WHAT THIS TASK INVOLVES:
Copy out the rows below without changing a character, beginning with the line that contains "Rules. Find each instance of the gray" and ending with the line that contains "point(243, 184)", including both of those lines. Reproduce no other lines.

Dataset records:
*****
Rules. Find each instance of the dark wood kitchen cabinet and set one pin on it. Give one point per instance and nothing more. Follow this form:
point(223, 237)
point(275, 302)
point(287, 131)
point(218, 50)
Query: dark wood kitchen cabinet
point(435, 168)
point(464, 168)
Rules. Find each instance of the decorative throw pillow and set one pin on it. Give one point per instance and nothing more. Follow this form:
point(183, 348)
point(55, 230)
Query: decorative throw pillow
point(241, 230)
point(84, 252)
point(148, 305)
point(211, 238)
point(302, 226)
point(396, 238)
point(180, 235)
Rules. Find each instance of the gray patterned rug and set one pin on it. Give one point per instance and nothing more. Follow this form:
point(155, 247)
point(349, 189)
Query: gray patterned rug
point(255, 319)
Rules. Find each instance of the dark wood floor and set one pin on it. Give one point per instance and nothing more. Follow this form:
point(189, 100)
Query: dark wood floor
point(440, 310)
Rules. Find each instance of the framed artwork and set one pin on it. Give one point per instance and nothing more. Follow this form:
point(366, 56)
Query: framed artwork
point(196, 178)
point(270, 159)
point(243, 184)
*****
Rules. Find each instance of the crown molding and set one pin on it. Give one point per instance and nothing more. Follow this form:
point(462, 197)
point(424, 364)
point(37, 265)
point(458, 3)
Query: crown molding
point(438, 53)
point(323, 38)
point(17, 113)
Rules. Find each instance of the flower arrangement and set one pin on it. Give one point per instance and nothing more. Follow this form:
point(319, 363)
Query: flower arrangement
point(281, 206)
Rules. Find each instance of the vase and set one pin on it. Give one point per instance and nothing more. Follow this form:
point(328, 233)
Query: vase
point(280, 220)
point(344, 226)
*****
RESPONSE FOR THIS EXERCISE:
Rules. Find each instance of the gray patterned rug and set one pin on it. Give one point per instance and nothing more. Follow this form:
point(155, 247)
point(349, 189)
Query: gray patterned rug
point(255, 319)
Rules. Find each instance of the dark wood floor and set one pin on it. Give one point per instance and nothing more. Follow this form:
point(189, 100)
Query: dark wood floor
point(440, 310)
Rules. Find each instance of the framed artwork and set one pin on it. Give one point per instance and nothing more. Follow this form:
point(366, 56)
Query: framed artwork
point(196, 178)
point(270, 159)
point(243, 184)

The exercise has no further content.